Your instructions –
Write the data out again, exactly as given.

Exercise inputs –
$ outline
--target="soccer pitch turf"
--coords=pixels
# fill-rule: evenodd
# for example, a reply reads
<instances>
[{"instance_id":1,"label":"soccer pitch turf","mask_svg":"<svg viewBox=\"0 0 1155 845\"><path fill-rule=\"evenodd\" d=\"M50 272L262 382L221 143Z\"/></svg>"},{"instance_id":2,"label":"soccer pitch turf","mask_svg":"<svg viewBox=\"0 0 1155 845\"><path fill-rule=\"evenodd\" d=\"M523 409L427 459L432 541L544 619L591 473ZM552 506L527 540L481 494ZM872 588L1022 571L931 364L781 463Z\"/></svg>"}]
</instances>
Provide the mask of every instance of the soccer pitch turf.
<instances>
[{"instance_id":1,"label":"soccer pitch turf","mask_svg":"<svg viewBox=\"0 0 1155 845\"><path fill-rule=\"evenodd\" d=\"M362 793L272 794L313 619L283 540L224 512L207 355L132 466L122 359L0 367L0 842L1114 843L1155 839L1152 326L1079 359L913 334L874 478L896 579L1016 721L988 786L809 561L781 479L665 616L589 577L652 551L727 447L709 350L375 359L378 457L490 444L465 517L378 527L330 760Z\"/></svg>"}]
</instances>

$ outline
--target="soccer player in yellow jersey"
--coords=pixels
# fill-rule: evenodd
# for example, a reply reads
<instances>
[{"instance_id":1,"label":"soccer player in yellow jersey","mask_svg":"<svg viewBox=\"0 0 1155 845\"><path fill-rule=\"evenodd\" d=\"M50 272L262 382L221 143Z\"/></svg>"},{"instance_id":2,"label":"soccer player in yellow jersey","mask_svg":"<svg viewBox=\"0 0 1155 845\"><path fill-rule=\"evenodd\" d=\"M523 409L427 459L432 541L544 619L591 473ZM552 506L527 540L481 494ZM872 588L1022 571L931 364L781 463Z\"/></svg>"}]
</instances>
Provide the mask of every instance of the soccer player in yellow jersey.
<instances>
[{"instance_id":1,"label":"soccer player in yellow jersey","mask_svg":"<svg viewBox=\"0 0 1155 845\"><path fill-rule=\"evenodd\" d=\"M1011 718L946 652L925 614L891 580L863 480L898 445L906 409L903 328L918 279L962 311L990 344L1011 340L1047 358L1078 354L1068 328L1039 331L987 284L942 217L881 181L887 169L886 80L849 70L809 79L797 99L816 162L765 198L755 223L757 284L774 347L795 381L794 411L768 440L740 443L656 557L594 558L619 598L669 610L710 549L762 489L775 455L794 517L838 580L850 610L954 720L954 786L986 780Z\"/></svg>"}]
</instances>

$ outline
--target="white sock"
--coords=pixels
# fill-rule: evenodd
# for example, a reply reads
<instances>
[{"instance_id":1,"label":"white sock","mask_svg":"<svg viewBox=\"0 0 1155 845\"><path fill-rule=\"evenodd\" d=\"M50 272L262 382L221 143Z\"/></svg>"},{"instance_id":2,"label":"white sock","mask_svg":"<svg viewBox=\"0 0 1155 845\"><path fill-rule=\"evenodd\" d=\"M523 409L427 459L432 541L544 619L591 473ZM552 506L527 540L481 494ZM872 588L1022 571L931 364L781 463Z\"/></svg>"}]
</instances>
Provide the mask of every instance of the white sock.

Response box –
$ outline
--target="soccer pitch turf"
--coords=pixels
# fill-rule: evenodd
# for example, a reply reads
<instances>
[{"instance_id":1,"label":"soccer pitch turf","mask_svg":"<svg viewBox=\"0 0 1155 845\"><path fill-rule=\"evenodd\" d=\"M50 272L262 382L221 143Z\"/></svg>"},{"instance_id":2,"label":"soccer pitch turf","mask_svg":"<svg viewBox=\"0 0 1155 845\"><path fill-rule=\"evenodd\" d=\"M523 409L427 459L432 541L544 619L591 473ZM552 506L527 540L481 494ZM872 588L1022 571L931 364L781 463Z\"/></svg>"}]
</instances>
Provide the mask of every instance of the soccer pitch turf.
<instances>
[{"instance_id":1,"label":"soccer pitch turf","mask_svg":"<svg viewBox=\"0 0 1155 845\"><path fill-rule=\"evenodd\" d=\"M362 793L272 794L313 619L283 540L224 512L207 355L132 466L122 359L0 367L0 842L1114 843L1155 839L1152 326L1079 359L913 334L874 478L896 579L1016 721L988 786L809 561L781 479L665 616L589 577L652 551L727 447L709 350L375 359L378 457L490 444L465 517L378 527L330 760Z\"/></svg>"}]
</instances>

$ outline
--target="soccer player in yellow jersey"
--coords=pixels
# fill-rule: evenodd
# for example, a reply reads
<instances>
[{"instance_id":1,"label":"soccer player in yellow jersey","mask_svg":"<svg viewBox=\"0 0 1155 845\"><path fill-rule=\"evenodd\" d=\"M50 272L262 382L221 143Z\"/></svg>"},{"instance_id":2,"label":"soccer player in yellow jersey","mask_svg":"<svg viewBox=\"0 0 1155 845\"><path fill-rule=\"evenodd\" d=\"M523 409L427 459L432 541L544 619L591 473ZM552 506L527 540L481 494ZM872 588L1022 571L931 364L781 463Z\"/></svg>"}]
</instances>
Provide the mask of every instance of the soccer player in yellow jersey.
<instances>
[{"instance_id":1,"label":"soccer player in yellow jersey","mask_svg":"<svg viewBox=\"0 0 1155 845\"><path fill-rule=\"evenodd\" d=\"M1011 718L946 652L925 614L891 580L863 480L898 445L906 409L903 328L918 279L962 311L990 344L1011 340L1047 358L1078 354L1068 328L1039 331L987 284L942 217L881 181L887 169L886 80L849 70L809 79L797 99L816 162L765 198L755 223L757 284L774 347L795 381L794 411L768 440L740 443L656 557L594 558L619 598L669 610L710 549L762 489L775 455L794 517L838 580L850 610L954 720L954 786L986 780Z\"/></svg>"}]
</instances>

$ outline
--target="white sock"
--coords=pixels
# fill-rule: evenodd
# for example, a reply reads
<instances>
[{"instance_id":1,"label":"white sock","mask_svg":"<svg viewBox=\"0 0 1155 845\"><path fill-rule=\"evenodd\" d=\"M50 272L262 382L221 143Z\"/></svg>"},{"instance_id":2,"label":"white sock","mask_svg":"<svg viewBox=\"0 0 1155 845\"><path fill-rule=\"evenodd\" d=\"M523 409L427 459L432 541L544 619L591 473ZM552 506L527 540L481 494ZM872 588L1022 571L931 364L781 463Z\"/></svg>"}]
</instances>
Provide the mask of every instance of the white sock.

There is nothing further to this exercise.